*** Supplied passage ***
ATHENS/AMESTERDAM- Greece attracted strong support for its new 10-year bond on Tuesday, taking advantage of low yields to help buttress an economy badly damaged by the coronavirus outbreak.

Investor demand for the bond exceeded 16 billion euros. Its pricing was set at 160 basis points over the mid-swap level.

Greece will raise 3 bln euros from the sale, one of the lead managers said.

BNP Paribas, BofA Securities, Deutsche Bank, Goldman Sachs International Bank, HSBC and J.P. Morgan act as joint lead managers for the new issue, maturing in June, 2030.

Yields on the country's 10-year bonds fell by about 10 basis points after the European Central Bank announced last week an increase of the size of emergency bond purchases by 600 billion euros to 1.35 trillion euros.

Athens raised a total of 4.5 billion euros from 15- and 7- year bond issues earlier this year. Government officials told Reuters in March that Greece planned at least two more bond issues by the end of the year to raise another 4 billion euros.
***
_Study questions:_
A – Which banks does the report on Greece's new 10-year bond name as joint lead managers?
B – Continue the report on Greece's new 10-year bond from where it stops.
*** Data supplied ***
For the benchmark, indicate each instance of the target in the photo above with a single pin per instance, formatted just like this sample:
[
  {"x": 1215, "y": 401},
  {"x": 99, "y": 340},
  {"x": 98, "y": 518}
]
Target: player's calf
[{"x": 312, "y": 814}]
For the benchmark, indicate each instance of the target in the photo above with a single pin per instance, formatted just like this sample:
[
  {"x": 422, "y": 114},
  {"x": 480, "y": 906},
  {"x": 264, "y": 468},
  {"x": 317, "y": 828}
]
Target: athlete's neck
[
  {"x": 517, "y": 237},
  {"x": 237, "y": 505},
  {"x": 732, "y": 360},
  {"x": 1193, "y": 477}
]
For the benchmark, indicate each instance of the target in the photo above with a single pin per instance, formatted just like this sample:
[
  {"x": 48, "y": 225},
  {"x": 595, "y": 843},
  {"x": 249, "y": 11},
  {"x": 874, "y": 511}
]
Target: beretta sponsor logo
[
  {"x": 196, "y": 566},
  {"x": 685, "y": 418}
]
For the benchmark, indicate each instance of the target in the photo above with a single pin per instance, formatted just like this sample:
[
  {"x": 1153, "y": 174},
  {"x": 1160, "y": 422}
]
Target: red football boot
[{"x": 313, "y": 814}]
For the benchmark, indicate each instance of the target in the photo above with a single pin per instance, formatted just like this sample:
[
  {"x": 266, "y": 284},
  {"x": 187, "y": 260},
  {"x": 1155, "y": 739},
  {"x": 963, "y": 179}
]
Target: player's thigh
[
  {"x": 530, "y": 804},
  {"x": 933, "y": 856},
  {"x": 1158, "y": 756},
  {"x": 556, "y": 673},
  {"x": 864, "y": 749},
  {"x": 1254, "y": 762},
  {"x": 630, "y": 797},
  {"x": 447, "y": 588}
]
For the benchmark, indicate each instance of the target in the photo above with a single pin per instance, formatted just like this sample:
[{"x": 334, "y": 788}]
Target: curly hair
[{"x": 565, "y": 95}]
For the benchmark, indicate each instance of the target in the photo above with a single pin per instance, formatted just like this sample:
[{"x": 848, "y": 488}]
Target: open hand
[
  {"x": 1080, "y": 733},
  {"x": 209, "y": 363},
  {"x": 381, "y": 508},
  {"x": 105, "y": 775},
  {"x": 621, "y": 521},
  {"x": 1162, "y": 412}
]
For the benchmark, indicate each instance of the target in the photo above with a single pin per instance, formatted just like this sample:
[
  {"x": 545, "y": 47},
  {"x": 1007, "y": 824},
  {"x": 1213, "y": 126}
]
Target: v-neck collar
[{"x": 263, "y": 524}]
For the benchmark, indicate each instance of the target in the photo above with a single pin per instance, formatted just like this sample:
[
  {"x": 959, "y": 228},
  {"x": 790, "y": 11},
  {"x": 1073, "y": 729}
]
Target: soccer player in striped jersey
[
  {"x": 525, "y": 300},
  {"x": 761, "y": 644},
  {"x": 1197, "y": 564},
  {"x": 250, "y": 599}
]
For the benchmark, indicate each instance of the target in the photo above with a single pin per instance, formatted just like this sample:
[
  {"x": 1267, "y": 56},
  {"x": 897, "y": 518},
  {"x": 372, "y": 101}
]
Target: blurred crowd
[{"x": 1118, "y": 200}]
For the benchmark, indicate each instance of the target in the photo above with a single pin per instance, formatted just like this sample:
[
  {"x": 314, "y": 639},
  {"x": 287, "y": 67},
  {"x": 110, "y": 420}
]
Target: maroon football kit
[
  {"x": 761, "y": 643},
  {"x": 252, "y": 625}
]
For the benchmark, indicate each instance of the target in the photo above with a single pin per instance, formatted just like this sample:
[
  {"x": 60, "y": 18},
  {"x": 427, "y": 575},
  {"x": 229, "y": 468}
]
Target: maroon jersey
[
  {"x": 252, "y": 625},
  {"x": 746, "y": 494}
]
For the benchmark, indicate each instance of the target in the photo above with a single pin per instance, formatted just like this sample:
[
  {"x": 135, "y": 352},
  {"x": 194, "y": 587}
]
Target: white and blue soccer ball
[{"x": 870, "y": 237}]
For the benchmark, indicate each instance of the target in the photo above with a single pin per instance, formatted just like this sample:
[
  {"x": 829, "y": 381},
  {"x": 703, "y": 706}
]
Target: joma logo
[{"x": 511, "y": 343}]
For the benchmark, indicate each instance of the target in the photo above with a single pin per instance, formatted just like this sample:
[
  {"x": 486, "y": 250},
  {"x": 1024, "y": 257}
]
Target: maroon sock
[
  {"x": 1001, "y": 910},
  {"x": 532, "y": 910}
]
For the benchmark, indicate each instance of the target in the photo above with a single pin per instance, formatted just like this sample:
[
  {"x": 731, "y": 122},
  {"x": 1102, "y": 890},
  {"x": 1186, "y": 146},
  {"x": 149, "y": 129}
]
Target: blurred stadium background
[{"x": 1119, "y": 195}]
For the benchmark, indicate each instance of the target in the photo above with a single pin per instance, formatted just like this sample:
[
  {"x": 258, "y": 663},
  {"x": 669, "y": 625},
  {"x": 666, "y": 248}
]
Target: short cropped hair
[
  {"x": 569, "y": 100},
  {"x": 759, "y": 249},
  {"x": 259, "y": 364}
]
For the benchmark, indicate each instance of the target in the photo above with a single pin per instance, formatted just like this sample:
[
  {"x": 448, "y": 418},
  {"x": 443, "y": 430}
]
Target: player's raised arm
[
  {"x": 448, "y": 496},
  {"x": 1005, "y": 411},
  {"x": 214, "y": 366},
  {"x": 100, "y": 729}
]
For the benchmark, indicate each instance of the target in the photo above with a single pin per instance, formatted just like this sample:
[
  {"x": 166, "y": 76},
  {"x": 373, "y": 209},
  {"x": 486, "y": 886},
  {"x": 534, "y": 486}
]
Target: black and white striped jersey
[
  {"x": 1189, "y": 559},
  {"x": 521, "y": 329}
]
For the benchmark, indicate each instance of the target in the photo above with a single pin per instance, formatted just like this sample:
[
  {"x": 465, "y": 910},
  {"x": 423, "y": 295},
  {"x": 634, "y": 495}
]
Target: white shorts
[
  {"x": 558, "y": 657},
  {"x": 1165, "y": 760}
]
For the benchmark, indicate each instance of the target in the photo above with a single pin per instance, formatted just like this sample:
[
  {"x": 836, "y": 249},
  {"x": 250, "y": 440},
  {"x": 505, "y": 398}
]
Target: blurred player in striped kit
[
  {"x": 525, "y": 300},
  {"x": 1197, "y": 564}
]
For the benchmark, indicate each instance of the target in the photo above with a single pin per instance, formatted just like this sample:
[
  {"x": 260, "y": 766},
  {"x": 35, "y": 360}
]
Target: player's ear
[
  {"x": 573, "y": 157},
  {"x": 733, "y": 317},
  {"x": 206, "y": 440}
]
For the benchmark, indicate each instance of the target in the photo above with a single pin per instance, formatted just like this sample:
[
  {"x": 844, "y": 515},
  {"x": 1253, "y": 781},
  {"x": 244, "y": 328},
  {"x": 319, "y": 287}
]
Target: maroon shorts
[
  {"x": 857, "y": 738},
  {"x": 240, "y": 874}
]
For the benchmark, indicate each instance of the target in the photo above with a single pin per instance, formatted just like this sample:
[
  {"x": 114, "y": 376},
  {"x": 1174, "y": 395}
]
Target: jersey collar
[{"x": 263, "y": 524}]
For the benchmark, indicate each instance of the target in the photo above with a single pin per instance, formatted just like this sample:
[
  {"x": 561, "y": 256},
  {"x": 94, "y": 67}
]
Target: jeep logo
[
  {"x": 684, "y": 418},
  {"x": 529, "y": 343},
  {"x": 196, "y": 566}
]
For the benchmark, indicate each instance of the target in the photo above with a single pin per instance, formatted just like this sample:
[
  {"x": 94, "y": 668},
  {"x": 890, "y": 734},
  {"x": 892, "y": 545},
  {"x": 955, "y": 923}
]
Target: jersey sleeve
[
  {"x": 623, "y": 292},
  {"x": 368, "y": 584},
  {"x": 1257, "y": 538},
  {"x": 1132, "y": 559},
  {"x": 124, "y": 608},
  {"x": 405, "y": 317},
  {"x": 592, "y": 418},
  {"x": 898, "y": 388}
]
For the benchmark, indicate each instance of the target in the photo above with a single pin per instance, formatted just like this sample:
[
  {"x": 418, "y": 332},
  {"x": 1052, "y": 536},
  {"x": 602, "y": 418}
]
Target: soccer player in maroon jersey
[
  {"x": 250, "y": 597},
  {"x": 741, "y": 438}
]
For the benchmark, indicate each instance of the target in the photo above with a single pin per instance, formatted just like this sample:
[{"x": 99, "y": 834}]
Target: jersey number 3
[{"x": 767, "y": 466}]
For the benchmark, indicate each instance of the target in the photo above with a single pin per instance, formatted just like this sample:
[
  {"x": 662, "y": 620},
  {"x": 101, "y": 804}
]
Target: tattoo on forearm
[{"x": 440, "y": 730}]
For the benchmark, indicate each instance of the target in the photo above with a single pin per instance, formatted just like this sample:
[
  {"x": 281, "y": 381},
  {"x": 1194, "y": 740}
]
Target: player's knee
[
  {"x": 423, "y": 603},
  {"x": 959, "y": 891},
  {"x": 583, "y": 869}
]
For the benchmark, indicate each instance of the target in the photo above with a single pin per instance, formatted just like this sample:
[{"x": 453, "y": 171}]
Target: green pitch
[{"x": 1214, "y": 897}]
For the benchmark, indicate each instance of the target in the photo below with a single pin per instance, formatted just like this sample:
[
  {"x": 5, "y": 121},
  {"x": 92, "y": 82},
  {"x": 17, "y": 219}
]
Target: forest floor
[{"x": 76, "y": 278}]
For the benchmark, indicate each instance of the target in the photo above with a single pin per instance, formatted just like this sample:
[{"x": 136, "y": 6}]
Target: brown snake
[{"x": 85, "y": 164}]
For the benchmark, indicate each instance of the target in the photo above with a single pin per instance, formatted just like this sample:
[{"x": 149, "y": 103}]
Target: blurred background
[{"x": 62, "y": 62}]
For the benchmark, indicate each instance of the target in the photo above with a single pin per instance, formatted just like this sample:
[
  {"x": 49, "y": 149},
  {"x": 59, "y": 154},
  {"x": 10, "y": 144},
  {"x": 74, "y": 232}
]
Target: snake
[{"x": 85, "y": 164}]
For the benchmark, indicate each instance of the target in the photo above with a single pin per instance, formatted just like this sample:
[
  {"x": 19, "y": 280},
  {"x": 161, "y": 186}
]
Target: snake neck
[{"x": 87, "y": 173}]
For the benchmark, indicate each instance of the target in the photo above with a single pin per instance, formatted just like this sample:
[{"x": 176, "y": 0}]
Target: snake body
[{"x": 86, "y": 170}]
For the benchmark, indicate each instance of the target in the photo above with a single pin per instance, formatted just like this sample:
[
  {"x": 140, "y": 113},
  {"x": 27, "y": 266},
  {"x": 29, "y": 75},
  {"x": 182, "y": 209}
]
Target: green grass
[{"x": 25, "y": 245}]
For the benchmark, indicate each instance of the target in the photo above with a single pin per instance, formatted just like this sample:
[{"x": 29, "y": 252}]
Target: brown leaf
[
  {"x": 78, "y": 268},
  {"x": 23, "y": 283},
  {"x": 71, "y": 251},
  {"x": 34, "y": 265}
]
***
*** Data supplied ***
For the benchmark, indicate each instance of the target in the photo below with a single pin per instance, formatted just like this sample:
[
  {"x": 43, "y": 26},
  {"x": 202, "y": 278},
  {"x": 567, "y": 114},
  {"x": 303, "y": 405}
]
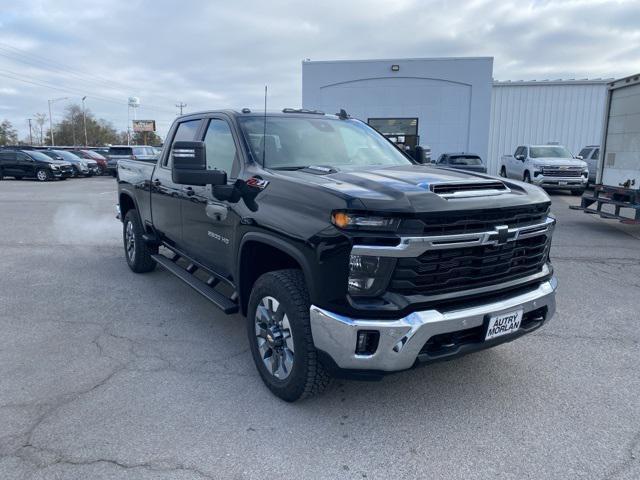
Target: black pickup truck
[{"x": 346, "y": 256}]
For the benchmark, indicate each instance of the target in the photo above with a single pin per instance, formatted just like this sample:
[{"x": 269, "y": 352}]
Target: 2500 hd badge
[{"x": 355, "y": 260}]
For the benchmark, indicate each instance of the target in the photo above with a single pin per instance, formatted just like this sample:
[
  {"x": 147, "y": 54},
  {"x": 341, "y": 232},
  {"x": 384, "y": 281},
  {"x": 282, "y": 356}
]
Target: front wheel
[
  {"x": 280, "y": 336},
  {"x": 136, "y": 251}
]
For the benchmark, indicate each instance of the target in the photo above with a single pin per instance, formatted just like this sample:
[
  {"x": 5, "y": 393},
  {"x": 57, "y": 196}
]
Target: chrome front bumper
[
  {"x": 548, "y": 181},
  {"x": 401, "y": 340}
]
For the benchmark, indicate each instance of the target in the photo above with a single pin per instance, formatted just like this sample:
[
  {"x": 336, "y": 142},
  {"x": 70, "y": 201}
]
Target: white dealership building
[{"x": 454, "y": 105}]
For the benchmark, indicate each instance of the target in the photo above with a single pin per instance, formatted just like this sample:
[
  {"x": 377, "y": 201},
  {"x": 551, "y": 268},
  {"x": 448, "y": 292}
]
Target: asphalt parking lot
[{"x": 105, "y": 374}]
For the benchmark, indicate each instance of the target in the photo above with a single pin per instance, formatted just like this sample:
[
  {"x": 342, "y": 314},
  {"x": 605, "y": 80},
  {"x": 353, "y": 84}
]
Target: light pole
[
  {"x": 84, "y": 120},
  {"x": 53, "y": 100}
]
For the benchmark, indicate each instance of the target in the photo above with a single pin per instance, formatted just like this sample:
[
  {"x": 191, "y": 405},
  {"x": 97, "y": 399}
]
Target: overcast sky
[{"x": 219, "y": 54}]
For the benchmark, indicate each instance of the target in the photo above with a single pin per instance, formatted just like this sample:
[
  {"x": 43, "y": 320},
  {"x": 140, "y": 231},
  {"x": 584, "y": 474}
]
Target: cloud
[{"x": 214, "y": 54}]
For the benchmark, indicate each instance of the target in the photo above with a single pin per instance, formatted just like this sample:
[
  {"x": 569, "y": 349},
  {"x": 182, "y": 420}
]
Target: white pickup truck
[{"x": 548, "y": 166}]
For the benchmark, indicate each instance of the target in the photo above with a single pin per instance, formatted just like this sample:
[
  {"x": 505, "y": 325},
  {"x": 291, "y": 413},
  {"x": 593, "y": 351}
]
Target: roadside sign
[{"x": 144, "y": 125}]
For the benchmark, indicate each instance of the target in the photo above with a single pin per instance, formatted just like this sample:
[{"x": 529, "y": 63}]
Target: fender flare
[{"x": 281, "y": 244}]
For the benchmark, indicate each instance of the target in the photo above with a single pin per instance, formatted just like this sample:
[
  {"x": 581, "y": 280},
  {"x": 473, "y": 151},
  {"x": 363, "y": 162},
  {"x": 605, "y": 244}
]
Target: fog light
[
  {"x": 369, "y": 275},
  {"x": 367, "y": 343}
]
***
*** Data supplied ***
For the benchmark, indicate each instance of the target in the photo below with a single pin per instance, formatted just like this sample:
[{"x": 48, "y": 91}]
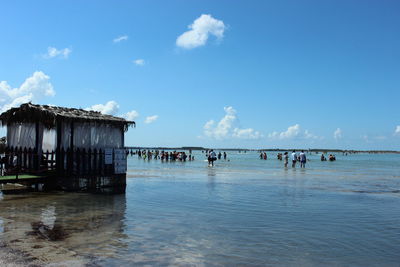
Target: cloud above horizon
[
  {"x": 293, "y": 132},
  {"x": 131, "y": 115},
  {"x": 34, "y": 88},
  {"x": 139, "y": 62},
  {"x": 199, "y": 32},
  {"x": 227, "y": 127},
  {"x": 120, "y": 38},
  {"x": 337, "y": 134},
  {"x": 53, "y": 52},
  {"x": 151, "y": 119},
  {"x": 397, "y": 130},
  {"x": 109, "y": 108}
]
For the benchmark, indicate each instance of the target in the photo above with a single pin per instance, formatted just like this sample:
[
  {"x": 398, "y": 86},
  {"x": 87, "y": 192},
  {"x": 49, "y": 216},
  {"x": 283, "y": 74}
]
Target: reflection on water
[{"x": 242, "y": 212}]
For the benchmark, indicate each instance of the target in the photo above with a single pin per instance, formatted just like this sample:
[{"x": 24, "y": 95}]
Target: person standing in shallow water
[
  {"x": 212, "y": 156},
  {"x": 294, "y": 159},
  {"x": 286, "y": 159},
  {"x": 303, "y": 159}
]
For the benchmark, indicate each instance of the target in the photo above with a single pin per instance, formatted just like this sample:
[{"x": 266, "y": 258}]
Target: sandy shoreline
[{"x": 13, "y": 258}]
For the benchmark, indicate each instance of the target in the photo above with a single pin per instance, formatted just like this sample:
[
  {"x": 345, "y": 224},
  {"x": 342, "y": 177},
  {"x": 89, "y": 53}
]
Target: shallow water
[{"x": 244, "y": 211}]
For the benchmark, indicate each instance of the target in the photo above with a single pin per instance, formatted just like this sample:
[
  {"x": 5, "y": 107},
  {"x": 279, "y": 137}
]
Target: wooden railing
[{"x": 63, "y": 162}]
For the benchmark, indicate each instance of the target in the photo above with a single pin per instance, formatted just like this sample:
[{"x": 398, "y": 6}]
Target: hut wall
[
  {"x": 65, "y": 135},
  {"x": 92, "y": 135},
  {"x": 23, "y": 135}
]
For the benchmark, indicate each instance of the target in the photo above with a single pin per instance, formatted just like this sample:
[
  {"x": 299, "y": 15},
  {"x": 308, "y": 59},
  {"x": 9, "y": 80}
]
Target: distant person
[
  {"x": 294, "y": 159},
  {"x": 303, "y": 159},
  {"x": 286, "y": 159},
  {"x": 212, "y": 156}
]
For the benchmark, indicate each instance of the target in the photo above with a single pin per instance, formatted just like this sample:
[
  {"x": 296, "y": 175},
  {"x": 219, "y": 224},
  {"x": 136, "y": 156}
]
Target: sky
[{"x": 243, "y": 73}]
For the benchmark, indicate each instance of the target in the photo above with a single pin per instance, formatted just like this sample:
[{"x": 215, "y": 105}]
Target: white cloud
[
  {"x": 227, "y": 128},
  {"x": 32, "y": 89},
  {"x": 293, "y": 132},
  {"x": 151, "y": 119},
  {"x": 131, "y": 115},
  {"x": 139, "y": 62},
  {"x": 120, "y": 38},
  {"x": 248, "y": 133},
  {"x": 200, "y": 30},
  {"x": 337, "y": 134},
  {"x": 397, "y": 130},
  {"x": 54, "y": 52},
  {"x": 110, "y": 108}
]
***
_Answers per task:_
A – BNP Paribas, BofA Securities, Deutsche Bank, Goldman Sachs International Bank, HSBC, J.P. Morgan

B –
During its debt crisis, which broke out in late 2009, Greece was shut out of bond markets and borrowed heavily from euro zone states and the IMF on strict economic reform terms and spending cuts. Its third international bailout expired in 2018.

Four months ago Greece was expecting strong growth this year but the pandemic has turned its expectations upside down.

Its economy is now expected to shrink by 8-13%, mainly due to lower tourism revenues and a shutdown in financial activity in March-May, when it imposed a nationwide lockdown.

Finance Minister Christos Staikouras said last week that Athens does not plan to tap the ESM credit line - a bailout fund for governments in need of cheap cash to deal with the pandemic - and that it may decide later in the year if it will repay expensive IMF loans earlier than scheduled.